*Work request*.
The entries shown next need to be written again word for word.

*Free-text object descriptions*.
=====

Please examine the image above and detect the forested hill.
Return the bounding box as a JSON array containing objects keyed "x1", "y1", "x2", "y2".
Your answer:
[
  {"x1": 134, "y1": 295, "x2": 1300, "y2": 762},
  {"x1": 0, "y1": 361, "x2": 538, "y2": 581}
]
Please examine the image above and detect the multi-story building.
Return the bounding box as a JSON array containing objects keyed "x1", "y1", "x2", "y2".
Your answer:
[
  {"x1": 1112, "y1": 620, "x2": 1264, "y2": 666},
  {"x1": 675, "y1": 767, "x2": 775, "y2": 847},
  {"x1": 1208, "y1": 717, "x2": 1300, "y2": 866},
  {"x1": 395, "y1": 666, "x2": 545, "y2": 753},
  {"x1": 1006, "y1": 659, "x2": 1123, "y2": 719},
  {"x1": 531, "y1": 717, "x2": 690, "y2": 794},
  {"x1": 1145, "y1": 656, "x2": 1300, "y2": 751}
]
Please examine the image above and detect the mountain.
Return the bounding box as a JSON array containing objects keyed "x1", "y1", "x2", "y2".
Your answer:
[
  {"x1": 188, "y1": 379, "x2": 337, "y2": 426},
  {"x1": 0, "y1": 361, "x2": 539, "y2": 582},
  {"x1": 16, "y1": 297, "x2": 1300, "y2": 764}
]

=====

*Solved problem*.
Please examine the image above and detect the forested hill.
Return the bounding box as a JSON array containing objects keyed "x1", "y1", "x2", "y2".
Your answer:
[
  {"x1": 134, "y1": 295, "x2": 1300, "y2": 762},
  {"x1": 0, "y1": 361, "x2": 538, "y2": 581}
]
Please examine the image above and detect the multi-story building.
Return the bounding box as a JSON array containing objects keyed "x1", "y1", "x2", "y2".
Your answer:
[
  {"x1": 1112, "y1": 620, "x2": 1264, "y2": 666},
  {"x1": 675, "y1": 767, "x2": 775, "y2": 847},
  {"x1": 1208, "y1": 717, "x2": 1300, "y2": 866},
  {"x1": 395, "y1": 666, "x2": 545, "y2": 753},
  {"x1": 1006, "y1": 659, "x2": 1123, "y2": 719},
  {"x1": 531, "y1": 717, "x2": 690, "y2": 794},
  {"x1": 1145, "y1": 656, "x2": 1300, "y2": 751}
]
Please examine the image above and detect the mountain.
Return the bounding box as a JSON array containing objects keyed "x1", "y1", "x2", "y2".
Your answer:
[
  {"x1": 188, "y1": 379, "x2": 337, "y2": 426},
  {"x1": 0, "y1": 361, "x2": 539, "y2": 582},
  {"x1": 16, "y1": 297, "x2": 1300, "y2": 764}
]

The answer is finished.